━━━ Raw records ━━━
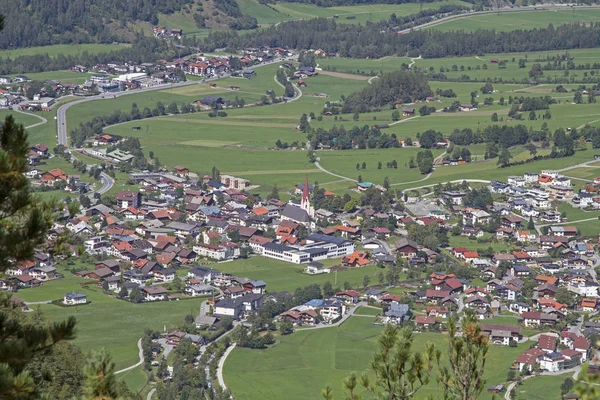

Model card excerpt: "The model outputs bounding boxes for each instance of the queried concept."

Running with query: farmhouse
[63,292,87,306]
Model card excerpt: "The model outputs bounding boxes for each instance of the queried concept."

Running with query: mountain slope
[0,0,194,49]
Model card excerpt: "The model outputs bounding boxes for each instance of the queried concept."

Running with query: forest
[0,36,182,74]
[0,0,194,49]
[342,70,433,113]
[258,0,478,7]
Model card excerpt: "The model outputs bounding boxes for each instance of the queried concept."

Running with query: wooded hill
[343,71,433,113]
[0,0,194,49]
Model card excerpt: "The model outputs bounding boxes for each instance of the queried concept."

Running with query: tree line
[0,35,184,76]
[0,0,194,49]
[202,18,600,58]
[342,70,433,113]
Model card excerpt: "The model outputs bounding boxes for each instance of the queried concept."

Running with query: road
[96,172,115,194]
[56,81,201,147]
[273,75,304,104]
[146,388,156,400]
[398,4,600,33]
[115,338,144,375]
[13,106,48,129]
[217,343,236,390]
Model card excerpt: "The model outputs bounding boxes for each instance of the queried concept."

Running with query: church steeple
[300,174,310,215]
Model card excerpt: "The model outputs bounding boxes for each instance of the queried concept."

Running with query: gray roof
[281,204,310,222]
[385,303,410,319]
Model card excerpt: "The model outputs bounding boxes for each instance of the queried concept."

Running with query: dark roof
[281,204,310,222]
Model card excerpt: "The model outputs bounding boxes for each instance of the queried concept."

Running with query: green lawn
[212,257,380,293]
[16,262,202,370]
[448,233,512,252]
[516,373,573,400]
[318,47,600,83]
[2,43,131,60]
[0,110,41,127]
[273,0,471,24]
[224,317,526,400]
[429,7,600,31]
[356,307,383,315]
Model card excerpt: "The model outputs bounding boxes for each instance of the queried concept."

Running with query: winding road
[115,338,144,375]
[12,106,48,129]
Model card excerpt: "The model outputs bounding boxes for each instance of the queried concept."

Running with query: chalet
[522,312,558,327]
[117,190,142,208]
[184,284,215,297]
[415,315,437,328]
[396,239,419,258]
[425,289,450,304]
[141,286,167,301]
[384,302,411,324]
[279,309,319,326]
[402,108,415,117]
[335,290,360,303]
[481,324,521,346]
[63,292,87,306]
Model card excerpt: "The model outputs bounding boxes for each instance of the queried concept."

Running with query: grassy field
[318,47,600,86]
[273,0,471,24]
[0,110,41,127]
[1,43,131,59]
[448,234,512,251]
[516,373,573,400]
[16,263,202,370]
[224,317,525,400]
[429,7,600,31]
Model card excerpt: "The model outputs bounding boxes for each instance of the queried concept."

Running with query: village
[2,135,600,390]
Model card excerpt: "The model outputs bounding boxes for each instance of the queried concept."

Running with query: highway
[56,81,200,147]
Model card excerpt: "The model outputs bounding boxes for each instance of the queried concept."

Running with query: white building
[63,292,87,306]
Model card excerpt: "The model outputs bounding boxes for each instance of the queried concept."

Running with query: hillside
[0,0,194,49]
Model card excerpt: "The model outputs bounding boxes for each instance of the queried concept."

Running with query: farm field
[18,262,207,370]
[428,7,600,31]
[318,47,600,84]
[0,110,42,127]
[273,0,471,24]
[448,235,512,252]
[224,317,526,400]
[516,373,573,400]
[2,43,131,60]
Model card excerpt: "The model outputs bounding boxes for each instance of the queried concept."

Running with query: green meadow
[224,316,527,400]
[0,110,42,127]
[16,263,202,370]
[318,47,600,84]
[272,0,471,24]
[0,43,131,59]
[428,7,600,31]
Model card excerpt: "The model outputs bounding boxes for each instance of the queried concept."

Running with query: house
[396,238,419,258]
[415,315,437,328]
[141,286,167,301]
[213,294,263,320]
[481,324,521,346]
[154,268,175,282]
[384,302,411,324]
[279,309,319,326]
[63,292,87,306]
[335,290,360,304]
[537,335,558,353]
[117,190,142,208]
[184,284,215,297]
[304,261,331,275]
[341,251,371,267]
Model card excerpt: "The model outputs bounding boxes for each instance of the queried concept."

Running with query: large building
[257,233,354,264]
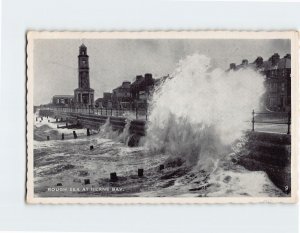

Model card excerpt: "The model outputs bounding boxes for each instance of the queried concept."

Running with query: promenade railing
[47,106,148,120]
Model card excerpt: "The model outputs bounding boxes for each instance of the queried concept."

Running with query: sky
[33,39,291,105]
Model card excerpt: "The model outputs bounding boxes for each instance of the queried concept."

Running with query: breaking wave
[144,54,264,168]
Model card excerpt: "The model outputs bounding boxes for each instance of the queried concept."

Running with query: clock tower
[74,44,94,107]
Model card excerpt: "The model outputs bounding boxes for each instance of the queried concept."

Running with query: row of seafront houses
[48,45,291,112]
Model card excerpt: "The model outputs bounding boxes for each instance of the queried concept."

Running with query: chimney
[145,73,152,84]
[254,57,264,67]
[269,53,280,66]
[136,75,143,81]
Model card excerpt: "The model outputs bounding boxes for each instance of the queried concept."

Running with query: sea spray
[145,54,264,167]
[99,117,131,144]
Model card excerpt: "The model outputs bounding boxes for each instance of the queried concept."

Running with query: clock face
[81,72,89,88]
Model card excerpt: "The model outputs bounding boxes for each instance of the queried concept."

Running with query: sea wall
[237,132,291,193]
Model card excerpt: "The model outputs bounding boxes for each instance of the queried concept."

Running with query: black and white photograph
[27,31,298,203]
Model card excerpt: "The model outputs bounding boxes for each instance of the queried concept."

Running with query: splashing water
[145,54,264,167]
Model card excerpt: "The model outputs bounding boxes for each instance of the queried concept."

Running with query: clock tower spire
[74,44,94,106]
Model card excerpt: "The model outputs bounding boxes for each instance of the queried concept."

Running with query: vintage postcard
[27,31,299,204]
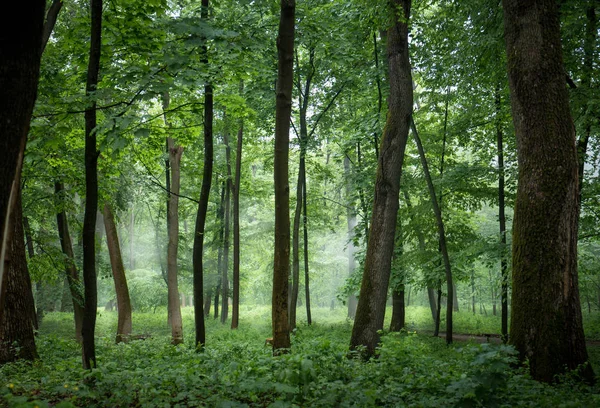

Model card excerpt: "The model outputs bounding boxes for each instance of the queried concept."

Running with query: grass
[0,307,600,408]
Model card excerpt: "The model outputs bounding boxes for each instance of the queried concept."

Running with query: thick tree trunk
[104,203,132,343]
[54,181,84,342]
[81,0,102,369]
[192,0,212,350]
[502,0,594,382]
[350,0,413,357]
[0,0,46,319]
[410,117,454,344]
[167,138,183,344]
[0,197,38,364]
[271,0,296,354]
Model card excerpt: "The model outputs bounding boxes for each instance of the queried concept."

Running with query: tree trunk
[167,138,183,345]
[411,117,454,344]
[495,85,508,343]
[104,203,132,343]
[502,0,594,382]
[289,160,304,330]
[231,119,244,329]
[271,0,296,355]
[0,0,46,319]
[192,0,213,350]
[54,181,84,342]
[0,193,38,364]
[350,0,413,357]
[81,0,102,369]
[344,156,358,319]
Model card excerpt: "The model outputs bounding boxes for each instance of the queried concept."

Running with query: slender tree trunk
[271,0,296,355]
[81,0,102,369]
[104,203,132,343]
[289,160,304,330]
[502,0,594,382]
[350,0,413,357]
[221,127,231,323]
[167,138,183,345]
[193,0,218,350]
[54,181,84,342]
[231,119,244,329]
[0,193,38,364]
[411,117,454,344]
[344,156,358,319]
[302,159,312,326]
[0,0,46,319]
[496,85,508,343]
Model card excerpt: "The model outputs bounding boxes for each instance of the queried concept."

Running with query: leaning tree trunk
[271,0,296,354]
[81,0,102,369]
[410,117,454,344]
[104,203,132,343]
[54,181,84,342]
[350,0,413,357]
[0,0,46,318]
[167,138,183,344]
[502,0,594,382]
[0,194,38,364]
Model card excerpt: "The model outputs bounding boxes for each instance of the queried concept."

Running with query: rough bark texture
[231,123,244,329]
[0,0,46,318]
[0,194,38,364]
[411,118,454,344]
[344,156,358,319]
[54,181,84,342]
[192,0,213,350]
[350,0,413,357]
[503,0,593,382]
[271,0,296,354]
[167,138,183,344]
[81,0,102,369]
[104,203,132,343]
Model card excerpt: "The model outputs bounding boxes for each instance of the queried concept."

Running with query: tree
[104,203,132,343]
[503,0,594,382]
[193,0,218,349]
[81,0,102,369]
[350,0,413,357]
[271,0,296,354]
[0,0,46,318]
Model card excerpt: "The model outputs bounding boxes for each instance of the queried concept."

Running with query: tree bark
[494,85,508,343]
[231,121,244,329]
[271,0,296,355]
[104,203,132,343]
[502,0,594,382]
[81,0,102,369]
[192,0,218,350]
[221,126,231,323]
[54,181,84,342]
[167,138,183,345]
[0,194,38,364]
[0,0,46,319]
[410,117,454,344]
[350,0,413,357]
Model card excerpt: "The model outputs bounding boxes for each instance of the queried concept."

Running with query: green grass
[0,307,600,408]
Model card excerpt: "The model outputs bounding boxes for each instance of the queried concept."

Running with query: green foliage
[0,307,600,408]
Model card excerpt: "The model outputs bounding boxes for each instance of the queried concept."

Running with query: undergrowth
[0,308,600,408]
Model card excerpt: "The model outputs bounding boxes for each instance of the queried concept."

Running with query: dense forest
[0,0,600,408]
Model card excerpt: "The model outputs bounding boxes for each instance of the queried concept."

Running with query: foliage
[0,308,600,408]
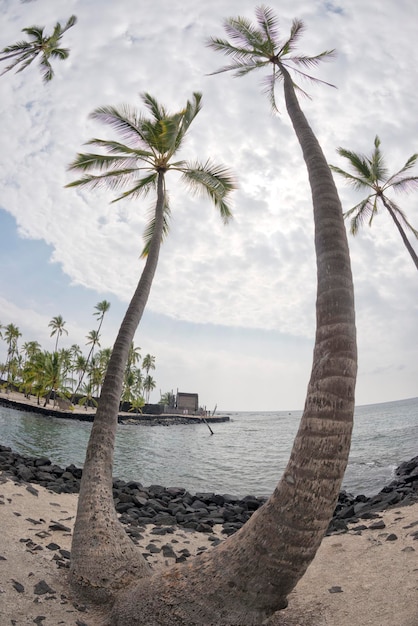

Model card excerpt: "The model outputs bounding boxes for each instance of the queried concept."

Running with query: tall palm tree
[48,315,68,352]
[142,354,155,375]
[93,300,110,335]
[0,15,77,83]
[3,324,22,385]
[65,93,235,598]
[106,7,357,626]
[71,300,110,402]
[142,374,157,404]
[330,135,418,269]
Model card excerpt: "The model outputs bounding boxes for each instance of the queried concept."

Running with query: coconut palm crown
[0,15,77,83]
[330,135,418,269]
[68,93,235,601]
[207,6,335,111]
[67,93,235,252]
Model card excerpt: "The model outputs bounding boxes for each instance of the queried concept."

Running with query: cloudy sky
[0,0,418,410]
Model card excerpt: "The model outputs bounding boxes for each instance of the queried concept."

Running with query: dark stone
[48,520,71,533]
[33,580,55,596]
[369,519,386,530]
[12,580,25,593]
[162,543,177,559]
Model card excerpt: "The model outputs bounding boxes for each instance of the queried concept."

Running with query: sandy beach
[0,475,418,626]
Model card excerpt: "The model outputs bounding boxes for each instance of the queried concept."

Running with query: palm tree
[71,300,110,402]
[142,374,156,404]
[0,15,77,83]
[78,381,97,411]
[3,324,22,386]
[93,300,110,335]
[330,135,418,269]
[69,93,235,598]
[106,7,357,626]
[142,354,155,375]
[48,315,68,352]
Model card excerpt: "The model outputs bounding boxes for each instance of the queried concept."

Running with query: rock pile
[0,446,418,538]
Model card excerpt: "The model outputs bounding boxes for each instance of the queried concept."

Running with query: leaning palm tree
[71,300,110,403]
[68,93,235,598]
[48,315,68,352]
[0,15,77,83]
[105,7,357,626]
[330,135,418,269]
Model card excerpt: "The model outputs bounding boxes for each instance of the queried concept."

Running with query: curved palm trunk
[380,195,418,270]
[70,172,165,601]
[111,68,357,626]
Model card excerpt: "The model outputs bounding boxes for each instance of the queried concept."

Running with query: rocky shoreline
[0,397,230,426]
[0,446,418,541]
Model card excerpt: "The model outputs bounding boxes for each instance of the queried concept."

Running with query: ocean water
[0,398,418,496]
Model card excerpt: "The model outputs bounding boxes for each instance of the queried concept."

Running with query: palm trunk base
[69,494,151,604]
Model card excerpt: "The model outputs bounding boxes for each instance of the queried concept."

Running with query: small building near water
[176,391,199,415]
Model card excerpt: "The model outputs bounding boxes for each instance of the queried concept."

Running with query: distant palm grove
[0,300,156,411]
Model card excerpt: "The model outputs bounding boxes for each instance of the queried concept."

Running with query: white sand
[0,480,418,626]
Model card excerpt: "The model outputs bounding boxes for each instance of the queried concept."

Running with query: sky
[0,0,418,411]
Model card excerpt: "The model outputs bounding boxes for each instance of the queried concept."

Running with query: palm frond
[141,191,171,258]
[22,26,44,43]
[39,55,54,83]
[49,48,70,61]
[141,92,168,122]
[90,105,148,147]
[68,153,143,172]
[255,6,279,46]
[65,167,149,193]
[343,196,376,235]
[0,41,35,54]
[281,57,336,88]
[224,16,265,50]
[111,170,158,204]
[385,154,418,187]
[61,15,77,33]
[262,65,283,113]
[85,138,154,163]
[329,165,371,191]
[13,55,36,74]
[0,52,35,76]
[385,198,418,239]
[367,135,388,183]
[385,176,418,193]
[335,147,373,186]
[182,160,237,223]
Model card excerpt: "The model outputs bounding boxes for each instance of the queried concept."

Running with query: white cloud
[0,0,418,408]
━━━
Count the lines in the records above that contain the word "water", and give only that number.

3